**Perintah Tugas:** Kembalikan secara utuh bagian teks tentang stok vaksin COVID-19 yang diawali dengan kata-kata berisi "Oxfam: Lebih dari" dan diakhiri dengan "Pfizer, dan Sinovac.".

**Kutipan Teks:**
※

Oxfam: Lebih dari Setengah Stok Vaksin COVID-19 Dunia Dikuasai Negara Kaya
JAKARTA - Organisasi nirlaba asal Inggris, Oxfam menyebut sekelompok negara kaya memborong lebih dari setengah pasokan vaksin COVID-19 untuk masa depan. Padahal miliaran orang di dunia memerlukannya.
Analisis itu berdasarkan kesepakatan yang dibuat oleh lima produsen vaksin terkemuka di dunia. Melansir CNA, hari ini 17 September, kelima produsen tersebut yakni AstraZeneca, Gamaleya (Sputnik V), Moderna, Pfizer, dan Sinovac.
Diketahui saat ini ada 5,3 miliar dosis vaksin yang siap dibuat. Namun, negara-negara maju telah menguasai sebanyak 51 persennya atau 2,7 miliar dosis vaksin.
Negara pemborong itu antara lain, Amerika Serikat (AS), Inggris, Uni Eropa, Australia, Hong Kong, Jepang, Swiss dan Israel. Sementara 2,6 miliar dosis sisanya akan disalurkan ke negara-negara berkembang termasuk India, China, Brasil, Indonesia, dan Meksiko.

※

**Data yang Diberikan:**
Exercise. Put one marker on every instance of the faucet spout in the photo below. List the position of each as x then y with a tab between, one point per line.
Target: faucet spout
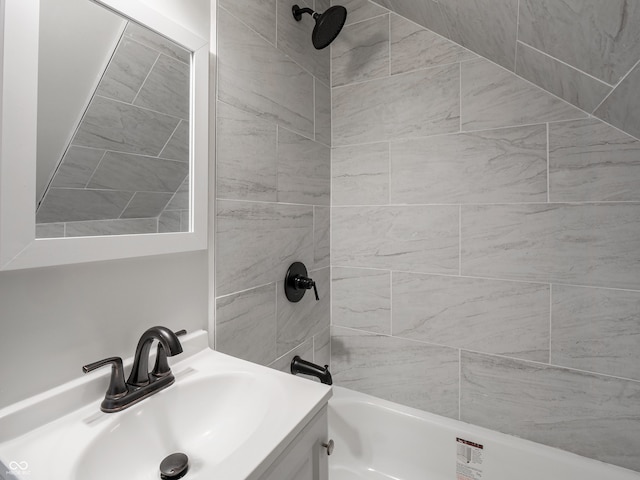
139	376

※

**Penyelesaian Latihan:**
Oxfam: Lebih dari Setengah Stok Vaksin COVID-19 Dunia Dikuasai Negara Kaya
JAKARTA - Organisasi nirlaba asal Inggris, Oxfam menyebut sekelompok negara kaya memborong lebih dari setengah pasokan vaksin COVID-19 untuk masa depan. Padahal miliaran orang di dunia memerlukannya.
Analisis itu berdasarkan kesepakatan yang dibuat oleh lima produsen vaksin terkemuka di dunia. Melansir CNA, hari ini 17 September, kelima produsen tersebut yakni AstraZeneca, Gamaleya (Sputnik V), Moderna, Pfizer, dan Sinovac.